**Set problem:** Count the lines in the rows below that contain the word "dealership". Reply with the number only.

**Supplied material:**
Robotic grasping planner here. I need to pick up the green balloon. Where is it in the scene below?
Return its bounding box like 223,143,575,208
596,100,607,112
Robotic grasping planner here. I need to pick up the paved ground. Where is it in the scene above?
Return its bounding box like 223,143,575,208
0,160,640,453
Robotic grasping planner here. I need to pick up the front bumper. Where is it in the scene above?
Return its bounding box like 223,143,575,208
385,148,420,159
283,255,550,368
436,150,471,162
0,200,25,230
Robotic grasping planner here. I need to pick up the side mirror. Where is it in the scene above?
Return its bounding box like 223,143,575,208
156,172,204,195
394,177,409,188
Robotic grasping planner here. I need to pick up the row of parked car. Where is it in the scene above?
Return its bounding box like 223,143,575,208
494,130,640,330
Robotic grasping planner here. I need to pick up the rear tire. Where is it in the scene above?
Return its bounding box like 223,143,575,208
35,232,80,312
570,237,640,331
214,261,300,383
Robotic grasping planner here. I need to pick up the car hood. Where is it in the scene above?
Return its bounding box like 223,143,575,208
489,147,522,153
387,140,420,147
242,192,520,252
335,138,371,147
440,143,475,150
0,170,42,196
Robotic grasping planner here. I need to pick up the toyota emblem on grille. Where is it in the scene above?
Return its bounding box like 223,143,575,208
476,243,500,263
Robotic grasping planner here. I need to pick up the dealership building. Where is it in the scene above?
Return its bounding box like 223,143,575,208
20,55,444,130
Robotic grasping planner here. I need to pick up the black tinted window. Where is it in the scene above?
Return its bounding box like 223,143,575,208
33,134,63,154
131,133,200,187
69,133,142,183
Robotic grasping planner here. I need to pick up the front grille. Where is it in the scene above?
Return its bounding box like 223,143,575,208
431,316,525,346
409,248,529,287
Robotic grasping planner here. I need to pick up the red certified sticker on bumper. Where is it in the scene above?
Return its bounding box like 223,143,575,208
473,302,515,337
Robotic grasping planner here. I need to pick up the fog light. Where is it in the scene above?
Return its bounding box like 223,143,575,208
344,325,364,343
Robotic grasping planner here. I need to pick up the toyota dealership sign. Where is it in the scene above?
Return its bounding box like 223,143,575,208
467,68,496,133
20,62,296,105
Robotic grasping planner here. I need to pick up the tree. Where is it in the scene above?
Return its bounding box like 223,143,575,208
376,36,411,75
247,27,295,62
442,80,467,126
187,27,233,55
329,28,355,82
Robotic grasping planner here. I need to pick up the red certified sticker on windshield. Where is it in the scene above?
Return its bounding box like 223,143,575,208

**Solution for this exercise:** 2